Tareas >>
#1 Copia el relato desde "Pero llegando al" hasta "posible era luchar.", ambos incluidos, y renombra "punción" como "biopsia".
#2 Resume en tres oraciones el párrafo del relato que empieza con "Pero llegando al quinto mes", conservando sus hechos principales.
#3 Retoma el relato sobre el cáncer de mama a partir de su última oración.

En 2010, a sus 39 años, había sido mamá de mellizos. Estaba amamantándolos y sintió un dolor en uno de sus pechos. Nunca faltó a ninguna mamografía ni se dejó estar pero la molestia que sentía la hizo acudir con cierta preocupación al médico. El especialista le dijo que eran quistes, lo desestimó, la tranquilizó y le recomendó hacerse una ecografía cada seis meses para controlarlos.
Pero llegando al quinto mes, el dolor se hacía más fuerte. Su mama izquierda le molestaba cada vez más. Algo andaba mal y ella lo sabía. La indiferencia del médico anterior ante su relato hizo que acudiera a otro especialista, quien le mandó a hacer una punción. Su intuición no falló: el resultado indicaba que ese dolor era producto de células cancerosas que comenzaban a apoderarse de su cuerpo.
Se le vino a la cabeza sus mellizos, su hija de 21 años y su marido. Pero supo desde ese instante que el único camino posible era luchar.

Sección de datos >>
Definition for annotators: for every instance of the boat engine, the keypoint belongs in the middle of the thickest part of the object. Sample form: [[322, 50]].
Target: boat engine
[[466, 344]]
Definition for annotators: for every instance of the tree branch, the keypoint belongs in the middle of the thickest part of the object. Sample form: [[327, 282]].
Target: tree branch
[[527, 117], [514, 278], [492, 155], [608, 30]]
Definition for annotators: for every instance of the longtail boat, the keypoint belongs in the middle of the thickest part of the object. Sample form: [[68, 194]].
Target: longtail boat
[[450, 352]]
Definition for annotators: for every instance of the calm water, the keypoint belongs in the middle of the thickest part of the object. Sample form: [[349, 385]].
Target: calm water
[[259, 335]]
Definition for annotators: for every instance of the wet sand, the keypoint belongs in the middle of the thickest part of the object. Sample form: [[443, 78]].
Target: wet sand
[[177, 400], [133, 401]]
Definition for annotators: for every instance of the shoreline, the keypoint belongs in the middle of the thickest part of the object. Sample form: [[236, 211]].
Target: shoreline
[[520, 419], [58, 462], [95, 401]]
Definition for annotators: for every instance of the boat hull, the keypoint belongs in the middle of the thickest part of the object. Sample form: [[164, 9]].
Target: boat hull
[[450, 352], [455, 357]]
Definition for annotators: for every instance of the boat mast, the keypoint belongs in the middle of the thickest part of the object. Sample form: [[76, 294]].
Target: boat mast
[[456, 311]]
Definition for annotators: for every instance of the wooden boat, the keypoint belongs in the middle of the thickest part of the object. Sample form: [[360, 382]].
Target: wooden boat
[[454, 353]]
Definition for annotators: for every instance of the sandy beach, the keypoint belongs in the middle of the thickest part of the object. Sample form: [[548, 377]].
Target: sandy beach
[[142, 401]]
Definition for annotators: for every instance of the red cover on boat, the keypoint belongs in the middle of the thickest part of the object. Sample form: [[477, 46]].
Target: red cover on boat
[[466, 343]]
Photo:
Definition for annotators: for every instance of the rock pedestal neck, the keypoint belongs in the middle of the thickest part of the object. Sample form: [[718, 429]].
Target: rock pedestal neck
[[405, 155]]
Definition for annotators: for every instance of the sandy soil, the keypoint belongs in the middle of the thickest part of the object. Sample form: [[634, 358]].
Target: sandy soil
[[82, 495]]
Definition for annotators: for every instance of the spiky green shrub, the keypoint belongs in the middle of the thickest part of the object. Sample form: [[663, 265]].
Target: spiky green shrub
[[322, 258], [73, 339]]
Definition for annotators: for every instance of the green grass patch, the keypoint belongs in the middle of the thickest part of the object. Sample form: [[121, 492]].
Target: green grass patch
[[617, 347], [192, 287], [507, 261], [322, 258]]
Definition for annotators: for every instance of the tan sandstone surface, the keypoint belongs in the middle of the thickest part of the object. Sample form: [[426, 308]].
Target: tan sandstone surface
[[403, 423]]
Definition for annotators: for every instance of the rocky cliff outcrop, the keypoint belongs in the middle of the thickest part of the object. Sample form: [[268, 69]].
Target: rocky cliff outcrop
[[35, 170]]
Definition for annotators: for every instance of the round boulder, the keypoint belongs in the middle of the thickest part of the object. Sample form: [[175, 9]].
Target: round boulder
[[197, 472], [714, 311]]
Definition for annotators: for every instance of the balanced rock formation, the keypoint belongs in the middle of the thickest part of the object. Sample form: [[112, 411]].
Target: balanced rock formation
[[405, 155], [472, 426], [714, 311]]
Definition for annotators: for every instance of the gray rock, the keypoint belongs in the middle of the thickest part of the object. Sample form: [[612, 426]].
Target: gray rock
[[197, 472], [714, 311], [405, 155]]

Respuestas por tarea >>
#1
Pero llegando al quinto mes, el dolor se hacía más fuerte. Su mama izquierda le molestaba cada vez más. Algo andaba mal y ella lo sabía. La indiferencia del médico anterior ante su relato hizo que acudiera a otro especialista, quien le mandó a hacer una biopsia. Su intuición no falló: el resultado indicaba que ese dolor era producto de células cancerosas que comenzaban a apoderarse de su cuerpo.
Se le vino a la cabeza sus mellizos, su hija de 21 años y su marido. Pero supo desde ese instante que el único camino posible era luchar.

#2 Al quinto mes, el dolor en la mama izquierda se hizo más fuerte. Ante la indiferencia del médico anterior, consultó a otro especialista, que le mandó a hacer una punción. El resultado confirmó su intuición: el dolor se debía a células cancerosas.

#3
En 2012 comenzó el tratamiento. Durante dos años logró estabilizar la enfermedad. Sin embargo, por el temor de que volviera a aparecer, le pidió a los médicos hacerse nuevos controles. “¿Vos estás loca? No tenés nada”, le dijeron y hasta la mandaron a ir al psicólogo. Pero ella sabía, al igual que la vez anterior, que esto no había terminado y en 2015 lo confirmó: el cáncer había vuelto y se le había desparramado al hígado y a los huesos.
“El médico me dejó mucho tiempo sin tratamiento y yo sentía que el cáncer corría por dentro. Consulté con otros médicos y es como que no reaccionan. Cuando terminás las primeras quimios salís con una alegría como si volvieras a nacer. Ellos cuentan todo como si fuera color de rosa y por ahí lo es en la primera etapa, pero cuando te agarra de nuevo y recaes, como me ha pasado a mi tantas veces, ya no lo ves color de rosas”, resume.
Otra vez tuvo que volver al tratamiento. Las quimios, la angustia, la impotencia. Y mientras se retorcía en la cama producto de los dolores en el hígado, y cuando pensaba que ya nada peor podía sucederle, la vida le dio una trompada que la noqueó: en marzo de este año su hija, la más grande, falleció producto de una hiperglucemia.
“Ella se descuidó, estaba muy angustiada por el cuadro que tenía porque la diabetes produce un tipo de depresión. Yo siento que la descuidé y que no la pude ayudar. Y ella no me quería molestar”, dice con culpa.
Desde entonces su lucha se multiplicó. Lucha por la enfermedad y por hacer frente con la mayor valentía posible a la pérdida, irreparable, injusta y cruel, de su hija. Sigue con los tratamientos, y ahora pelea por conseguir un medicamento para el hígado que ya está aprobado en Argentina pero que tarda unos meses en llegar al país. Sin eso, resume, “es el fin”.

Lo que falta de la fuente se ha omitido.